**Supplied passage**
Plateau Tree Services Pty Ltd v Shannon
[2011] NSWWCCPD 75
•22 December 2011
| WORKERS COMPENSATION COMMISSION | |||||
| DETERMINATION OF APPEAL AGAINST A DECISION OF THE COMMISSION CONSTITUTED BY AN ARBITRATOR | |||||
| CITATION: | Plateau Tree Services Pty Ltd v Shannon [2011] NSWWCCPD 75 | ||||
| APPELLANT: | Plateau Tree Services Pty Ltd | ||||
| RESPONDENT: | Ross Shannon | ||||
| INSURER: | QBE Workers Compensation (NSW) Ltd | ||||
| FILE NUMBER: | A1-6398/11 | ||||
| ARBITRATOR: | Mr G Edwards | ||||
| DATE OF ARBITRATOR’S DECISION: | 15 September 2011 | ||||
| DATE OF APPEAL DECISION: | 22 December 2011 | ||||
| SUBJECT MATTER OF DECISION: | Incapacity; application to rely on fresh evidence on appeal; s 352(6) of the Workplace Injury Management and Workers Compensation Act 1998; reasons for preferring one medical specialist over another; alleged failure to consider all evidence | ||||
| PRESIDENTIAL MEMBER: | Deputy President Bill Roche | ||||
| HEARING: | On the papers | ||||
| REPRESENTATION: | Appellant: | Kaden Boriss | |||
| Respondent: | Walker Legal | ||||
ORDERS MADE ON APPEAL: | The Arbitrator’s decision of 15 September 2011 is confirmed. The appellant employer is to pay the respondent worker’s costs of the appeal, as agreed or assessed. | ||||
BACKGROUND
The respondent worker, Ross Shannon, worked for the appellant employer, Plateau Tree Services Pty Ltd, as a truck driver/arborist. His duties required him to not only drive trucks but also manipulate various heavy pieces of equipment involved in the tree lopping industry (such as stump grinders), climb trees, lift and carry branches, and to walk over uneven ground. His work was clearly heavy. He injured his right knee while operating a friction drum (which is similar to a winch) in the course of his employment on 28 January 2010. Investigations revealed a tear of the right medial meniscus. The appellant has not disputed the circumstances of the incident or the nature of the pathology that has resulted from it.
Mr Shannon underwent surgery on his right knee on 24 March 2010 at the hands of Dr Dickison. The operation revealed a large flap tear of the posterior one third of the medial meniscus. Mr Shannon was off work for about four or five weeks. After receiving physiotherapy, he returned to work on suitable duties in April 2010, though he said there were really no suitable duties with the appellant. His knee was not as strong as it had been and he still had a burning at the site of the surgery. He had to be more careful, and was worried about twisting it again and doing more damage.

**Work item**
Please write out the part of the Plateau Tree Services appeal decision starting with "Mr Shannon underwent" and going on through "doing more damage.", copying it word for word.

**Data for review**
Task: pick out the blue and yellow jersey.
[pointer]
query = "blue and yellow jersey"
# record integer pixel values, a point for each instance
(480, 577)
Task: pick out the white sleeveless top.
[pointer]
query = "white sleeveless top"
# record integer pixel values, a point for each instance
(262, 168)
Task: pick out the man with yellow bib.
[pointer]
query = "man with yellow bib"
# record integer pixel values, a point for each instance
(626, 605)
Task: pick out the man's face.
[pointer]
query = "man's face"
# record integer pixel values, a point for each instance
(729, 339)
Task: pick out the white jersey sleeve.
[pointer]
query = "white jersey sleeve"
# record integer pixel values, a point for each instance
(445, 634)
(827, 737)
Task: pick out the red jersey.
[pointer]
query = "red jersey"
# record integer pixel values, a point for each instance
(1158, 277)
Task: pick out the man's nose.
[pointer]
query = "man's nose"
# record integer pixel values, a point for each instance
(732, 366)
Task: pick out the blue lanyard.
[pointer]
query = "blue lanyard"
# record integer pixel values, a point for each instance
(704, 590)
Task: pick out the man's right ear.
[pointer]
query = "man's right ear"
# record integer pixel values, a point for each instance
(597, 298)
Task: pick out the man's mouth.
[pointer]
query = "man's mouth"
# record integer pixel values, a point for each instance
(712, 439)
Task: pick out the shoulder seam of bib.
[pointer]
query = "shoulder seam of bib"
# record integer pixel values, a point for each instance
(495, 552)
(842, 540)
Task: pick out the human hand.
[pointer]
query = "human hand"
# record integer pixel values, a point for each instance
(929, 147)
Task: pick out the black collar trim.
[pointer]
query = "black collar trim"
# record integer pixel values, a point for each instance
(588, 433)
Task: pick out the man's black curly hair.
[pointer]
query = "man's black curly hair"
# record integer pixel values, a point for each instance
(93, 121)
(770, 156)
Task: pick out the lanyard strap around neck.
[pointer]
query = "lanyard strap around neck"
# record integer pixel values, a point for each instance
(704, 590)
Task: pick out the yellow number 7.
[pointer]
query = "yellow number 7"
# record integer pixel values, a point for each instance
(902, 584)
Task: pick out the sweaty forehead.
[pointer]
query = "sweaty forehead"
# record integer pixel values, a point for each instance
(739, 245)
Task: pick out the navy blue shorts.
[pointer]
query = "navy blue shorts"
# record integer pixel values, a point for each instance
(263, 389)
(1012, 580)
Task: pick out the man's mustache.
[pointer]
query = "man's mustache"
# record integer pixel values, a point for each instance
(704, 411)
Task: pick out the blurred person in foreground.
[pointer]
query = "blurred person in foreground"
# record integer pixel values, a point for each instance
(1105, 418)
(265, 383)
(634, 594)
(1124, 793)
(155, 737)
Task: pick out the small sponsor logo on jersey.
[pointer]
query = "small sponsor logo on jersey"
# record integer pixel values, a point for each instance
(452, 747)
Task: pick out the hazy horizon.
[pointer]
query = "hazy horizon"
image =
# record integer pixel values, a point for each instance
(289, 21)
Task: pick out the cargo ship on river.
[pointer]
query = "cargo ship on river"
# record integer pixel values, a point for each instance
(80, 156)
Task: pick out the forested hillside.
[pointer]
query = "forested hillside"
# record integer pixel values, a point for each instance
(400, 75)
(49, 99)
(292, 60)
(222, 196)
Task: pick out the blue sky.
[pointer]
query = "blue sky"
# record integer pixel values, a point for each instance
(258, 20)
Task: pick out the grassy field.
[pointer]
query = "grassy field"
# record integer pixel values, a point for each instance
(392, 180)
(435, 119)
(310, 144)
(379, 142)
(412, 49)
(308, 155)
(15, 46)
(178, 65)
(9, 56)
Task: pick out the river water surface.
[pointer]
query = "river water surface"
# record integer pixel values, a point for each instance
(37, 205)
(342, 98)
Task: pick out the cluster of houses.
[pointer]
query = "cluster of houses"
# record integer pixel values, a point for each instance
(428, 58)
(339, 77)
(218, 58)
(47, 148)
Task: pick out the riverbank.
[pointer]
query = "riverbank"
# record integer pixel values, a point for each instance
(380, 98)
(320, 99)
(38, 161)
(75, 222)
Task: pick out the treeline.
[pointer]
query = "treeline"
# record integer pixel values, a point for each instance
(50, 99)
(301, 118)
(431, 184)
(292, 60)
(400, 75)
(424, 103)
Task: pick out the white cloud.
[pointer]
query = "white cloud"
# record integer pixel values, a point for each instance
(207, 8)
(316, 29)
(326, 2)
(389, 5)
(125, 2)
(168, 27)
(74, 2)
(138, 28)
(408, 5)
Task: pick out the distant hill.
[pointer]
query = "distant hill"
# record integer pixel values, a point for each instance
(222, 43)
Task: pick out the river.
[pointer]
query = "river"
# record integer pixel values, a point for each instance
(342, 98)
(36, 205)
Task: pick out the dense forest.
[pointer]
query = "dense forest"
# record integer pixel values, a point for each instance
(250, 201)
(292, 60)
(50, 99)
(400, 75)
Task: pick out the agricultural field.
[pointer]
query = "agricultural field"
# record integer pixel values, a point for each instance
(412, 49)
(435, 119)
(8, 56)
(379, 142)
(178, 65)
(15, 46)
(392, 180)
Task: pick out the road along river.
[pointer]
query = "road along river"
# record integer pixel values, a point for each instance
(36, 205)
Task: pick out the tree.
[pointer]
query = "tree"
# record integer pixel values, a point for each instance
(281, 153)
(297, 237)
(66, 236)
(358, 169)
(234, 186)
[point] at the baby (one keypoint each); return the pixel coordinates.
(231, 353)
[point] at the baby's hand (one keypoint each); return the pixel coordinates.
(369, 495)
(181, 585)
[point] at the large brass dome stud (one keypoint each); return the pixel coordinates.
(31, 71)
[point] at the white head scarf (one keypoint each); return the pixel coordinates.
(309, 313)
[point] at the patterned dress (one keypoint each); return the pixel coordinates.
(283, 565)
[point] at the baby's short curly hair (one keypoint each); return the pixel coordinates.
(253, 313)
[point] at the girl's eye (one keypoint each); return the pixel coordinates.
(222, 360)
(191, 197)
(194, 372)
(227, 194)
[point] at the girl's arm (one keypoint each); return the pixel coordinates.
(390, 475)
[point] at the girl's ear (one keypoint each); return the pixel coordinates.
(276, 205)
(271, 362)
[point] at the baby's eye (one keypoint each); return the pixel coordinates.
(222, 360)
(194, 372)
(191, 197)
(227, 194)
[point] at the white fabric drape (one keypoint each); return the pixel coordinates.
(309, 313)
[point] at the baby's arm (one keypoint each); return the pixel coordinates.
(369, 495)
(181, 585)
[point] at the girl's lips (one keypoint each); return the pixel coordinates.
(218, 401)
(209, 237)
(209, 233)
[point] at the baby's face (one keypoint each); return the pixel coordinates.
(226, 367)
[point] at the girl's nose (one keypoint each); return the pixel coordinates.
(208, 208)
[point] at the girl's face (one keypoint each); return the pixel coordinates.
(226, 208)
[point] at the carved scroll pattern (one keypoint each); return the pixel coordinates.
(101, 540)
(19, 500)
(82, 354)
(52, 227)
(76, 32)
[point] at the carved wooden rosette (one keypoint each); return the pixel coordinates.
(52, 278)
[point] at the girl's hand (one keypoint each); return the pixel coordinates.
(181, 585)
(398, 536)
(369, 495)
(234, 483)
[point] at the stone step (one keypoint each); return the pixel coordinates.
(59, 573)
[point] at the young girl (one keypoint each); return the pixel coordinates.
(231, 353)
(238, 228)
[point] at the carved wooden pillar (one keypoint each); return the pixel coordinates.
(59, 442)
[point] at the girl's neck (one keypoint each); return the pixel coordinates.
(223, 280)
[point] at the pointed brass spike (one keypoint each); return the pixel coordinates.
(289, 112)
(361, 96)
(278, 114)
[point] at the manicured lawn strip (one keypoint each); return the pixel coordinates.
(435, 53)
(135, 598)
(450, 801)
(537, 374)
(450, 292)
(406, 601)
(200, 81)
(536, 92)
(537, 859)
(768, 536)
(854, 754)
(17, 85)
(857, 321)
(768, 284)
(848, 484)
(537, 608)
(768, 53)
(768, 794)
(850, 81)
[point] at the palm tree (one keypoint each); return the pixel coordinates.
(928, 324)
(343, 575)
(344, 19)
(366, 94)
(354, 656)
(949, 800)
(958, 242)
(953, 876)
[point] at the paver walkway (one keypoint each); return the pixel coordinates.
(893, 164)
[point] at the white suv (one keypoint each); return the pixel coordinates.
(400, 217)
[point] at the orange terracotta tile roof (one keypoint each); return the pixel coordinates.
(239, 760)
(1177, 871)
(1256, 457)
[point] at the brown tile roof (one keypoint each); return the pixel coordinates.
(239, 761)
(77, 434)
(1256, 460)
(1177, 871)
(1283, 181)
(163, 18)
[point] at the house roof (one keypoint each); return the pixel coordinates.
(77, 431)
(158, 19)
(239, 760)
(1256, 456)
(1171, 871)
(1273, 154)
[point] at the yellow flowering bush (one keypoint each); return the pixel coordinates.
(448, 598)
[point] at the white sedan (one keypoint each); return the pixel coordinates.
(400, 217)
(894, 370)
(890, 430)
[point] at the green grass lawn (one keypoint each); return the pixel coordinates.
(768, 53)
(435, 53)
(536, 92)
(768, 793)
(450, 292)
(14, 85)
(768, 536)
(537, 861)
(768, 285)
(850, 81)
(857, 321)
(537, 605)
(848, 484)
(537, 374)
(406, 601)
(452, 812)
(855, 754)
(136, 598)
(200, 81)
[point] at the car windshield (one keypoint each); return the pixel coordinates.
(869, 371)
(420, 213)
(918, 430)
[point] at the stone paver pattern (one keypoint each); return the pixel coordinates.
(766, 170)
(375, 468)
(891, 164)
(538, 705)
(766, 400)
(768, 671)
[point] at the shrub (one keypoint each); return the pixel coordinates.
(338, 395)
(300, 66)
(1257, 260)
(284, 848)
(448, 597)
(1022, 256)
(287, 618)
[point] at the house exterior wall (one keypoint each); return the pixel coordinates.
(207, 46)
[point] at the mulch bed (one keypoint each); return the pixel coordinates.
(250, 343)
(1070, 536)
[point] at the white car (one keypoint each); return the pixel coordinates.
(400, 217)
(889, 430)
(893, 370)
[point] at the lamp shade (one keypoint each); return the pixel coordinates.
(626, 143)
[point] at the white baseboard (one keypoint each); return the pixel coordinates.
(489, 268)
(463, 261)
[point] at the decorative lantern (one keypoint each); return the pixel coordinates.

**Task solution**
Mr Shannon underwent surgery on his right knee on 24 March 2010 at the hands of Dr Dickison. The operation revealed a large flap tear of the posterior one third of the medial meniscus. Mr Shannon was off work for about four or five weeks. After receiving physiotherapy, he returned to work on suitable duties in April 2010, though he said there were really no suitable duties with the appellant. His knee was not as strong as it had been and he still had a burning at the site of the surgery. He had to be more careful, and was worried about twisting it again and doing more damage.